EXCERPTED PASSAGE: Begin

Your claims regarding the fate of unbaptized infants are directly contradicted by the CCC. You are the confused one. You cite from Trent a statement directed against those who deny baptismal regeneration and specificallly against the Anabaptists (my ancestors!)--against those who have plenty of opportunity to baptize their infants and stubbornly refuse and apply it to the question of unbaptized infants who die before any chance of being baptized. For parents deliberately to withhold baptism from children is a bad thing but that's not the same as parents who are prevented by the child's death from baptizing them. The Anabaptists denied that baptism saved from sin, denied that it had power to remove sin and so on and so forth and for that reason refused to have their children baptized.

You and I may have had this discussion before--at least I know I've been over this ground on a FR thread. Look at Denzinger 410 (Innocent III) in which he speaks of deprivation of the vision of God, poena damni rather than poena sensus. When I said unbaptized infants are not damned to hell I meant Hell-Hell-Hell (poena sensus). The "hell" you refer to with Lyons II is the same as Limbo and Thomas Aquinas considered it compatible with a state of natural bliss. That is NOT hell in the way most people understand the word Hell and for you to quote Lyons II without pointing that out is disingenous or uninformed.

EXCERPTED PASSAGE: End
SUPPLIED MATERIAL: Begin

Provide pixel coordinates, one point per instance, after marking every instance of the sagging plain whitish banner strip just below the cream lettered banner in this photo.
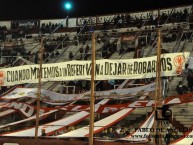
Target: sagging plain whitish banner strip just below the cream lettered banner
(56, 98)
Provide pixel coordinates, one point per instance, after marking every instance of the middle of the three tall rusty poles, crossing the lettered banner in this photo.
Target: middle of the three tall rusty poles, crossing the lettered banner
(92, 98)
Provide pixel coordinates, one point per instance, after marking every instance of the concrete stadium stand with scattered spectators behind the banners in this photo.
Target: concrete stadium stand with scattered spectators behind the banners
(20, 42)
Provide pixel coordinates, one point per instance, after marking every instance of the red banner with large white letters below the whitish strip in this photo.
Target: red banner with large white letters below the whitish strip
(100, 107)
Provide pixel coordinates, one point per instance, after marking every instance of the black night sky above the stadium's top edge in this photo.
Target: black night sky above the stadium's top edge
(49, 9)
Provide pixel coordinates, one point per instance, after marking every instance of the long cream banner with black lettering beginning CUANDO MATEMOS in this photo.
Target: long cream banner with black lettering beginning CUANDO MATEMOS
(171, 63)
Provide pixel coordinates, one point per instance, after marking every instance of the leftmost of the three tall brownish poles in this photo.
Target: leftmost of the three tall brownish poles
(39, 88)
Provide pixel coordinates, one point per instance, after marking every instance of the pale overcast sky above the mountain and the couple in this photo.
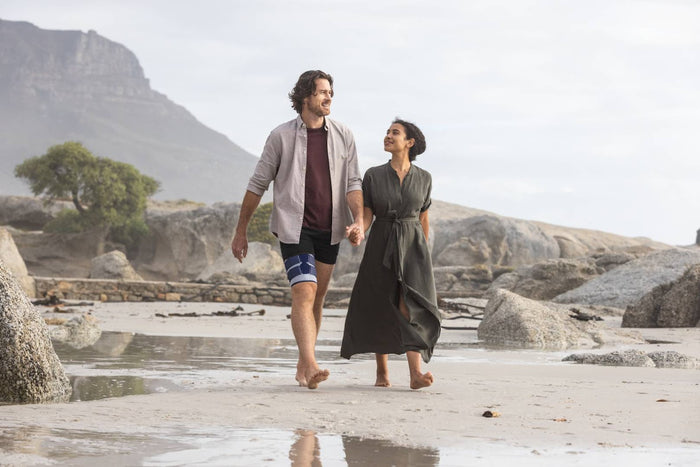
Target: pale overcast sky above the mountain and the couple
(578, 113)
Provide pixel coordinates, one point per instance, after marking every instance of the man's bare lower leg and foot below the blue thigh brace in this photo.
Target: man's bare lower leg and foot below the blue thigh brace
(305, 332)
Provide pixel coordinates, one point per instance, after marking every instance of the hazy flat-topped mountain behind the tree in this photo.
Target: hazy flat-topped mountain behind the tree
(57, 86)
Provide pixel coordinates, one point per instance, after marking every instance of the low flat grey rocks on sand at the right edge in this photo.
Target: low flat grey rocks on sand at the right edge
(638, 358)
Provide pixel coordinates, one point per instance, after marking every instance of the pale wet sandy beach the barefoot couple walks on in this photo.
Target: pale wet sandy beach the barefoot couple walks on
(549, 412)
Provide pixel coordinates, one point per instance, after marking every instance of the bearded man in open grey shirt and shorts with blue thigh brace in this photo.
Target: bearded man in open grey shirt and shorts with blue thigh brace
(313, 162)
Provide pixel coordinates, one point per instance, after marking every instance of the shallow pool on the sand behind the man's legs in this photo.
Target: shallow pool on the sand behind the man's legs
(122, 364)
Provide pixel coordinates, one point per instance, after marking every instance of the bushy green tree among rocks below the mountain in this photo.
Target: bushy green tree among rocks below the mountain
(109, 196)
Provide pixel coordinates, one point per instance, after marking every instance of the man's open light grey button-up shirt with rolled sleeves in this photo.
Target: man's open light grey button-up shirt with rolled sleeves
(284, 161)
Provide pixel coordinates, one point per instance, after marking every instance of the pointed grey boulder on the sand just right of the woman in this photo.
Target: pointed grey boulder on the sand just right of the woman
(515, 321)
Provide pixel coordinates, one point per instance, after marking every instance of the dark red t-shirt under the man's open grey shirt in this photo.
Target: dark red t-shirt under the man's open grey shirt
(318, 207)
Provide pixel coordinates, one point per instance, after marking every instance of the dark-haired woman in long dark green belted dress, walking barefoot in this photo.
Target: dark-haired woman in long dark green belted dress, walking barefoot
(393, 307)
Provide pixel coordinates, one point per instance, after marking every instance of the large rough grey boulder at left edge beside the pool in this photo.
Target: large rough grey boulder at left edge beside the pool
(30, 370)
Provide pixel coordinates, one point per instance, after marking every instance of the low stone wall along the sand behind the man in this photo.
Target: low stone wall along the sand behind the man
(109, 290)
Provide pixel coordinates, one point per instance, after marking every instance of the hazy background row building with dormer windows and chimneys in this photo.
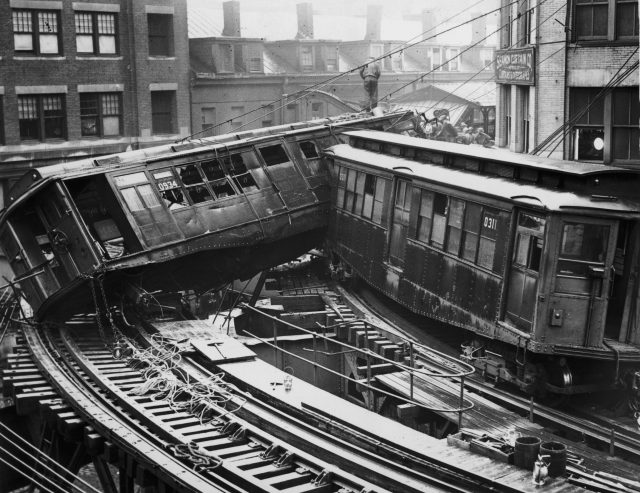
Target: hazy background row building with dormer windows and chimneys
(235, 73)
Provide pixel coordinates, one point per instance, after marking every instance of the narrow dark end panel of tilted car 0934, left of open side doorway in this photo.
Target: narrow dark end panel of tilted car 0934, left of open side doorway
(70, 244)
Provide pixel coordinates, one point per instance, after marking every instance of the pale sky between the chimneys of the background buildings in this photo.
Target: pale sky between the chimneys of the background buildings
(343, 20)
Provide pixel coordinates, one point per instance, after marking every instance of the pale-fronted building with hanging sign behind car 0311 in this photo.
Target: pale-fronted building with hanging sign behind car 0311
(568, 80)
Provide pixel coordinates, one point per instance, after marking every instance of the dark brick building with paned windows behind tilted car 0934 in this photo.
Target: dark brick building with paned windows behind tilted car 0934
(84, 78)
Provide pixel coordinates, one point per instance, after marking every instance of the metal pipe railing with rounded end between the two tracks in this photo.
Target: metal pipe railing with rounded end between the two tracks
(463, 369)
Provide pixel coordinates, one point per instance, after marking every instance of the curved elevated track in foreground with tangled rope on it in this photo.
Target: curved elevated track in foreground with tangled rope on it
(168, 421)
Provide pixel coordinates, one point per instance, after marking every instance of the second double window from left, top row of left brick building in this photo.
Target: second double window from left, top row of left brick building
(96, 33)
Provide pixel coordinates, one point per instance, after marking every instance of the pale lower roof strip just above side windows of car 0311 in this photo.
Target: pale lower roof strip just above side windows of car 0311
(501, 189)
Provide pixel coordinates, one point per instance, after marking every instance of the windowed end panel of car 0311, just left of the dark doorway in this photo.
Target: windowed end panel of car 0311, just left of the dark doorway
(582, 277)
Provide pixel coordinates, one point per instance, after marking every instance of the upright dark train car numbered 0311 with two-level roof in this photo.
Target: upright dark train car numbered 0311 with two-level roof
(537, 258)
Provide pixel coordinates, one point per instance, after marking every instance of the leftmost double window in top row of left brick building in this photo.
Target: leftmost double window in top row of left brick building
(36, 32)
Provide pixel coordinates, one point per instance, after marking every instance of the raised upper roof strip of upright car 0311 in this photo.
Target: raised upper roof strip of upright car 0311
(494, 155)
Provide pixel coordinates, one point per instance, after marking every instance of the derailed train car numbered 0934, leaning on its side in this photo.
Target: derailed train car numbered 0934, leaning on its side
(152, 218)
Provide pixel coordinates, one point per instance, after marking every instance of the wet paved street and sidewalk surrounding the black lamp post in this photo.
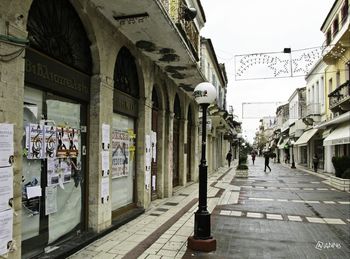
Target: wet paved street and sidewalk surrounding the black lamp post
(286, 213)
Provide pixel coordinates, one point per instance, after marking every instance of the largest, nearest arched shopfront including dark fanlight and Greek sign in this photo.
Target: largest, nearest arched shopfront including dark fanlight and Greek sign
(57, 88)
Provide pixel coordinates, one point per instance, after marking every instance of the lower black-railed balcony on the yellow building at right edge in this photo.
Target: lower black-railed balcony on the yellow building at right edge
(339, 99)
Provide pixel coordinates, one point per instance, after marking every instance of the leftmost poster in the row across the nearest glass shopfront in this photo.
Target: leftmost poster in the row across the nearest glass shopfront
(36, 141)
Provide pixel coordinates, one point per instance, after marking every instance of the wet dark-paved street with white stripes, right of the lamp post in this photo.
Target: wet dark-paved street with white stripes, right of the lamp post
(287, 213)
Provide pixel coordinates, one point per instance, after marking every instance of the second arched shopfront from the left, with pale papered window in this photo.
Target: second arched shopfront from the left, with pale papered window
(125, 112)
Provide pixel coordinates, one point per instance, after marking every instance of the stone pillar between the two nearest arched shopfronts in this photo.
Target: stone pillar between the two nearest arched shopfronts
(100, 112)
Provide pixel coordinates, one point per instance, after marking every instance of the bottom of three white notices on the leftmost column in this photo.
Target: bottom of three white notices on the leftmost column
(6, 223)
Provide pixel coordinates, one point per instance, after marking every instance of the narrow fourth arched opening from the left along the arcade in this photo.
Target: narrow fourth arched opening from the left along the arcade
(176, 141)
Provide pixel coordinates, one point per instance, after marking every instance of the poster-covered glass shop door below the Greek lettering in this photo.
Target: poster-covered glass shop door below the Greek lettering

SUPPLIED MATERIAL: End

Please name the figure who, according to the passage on unbaptized infants, considered the "hell" referred to with Lyons II compatible with a state of natural bliss.

Thomas Aquinas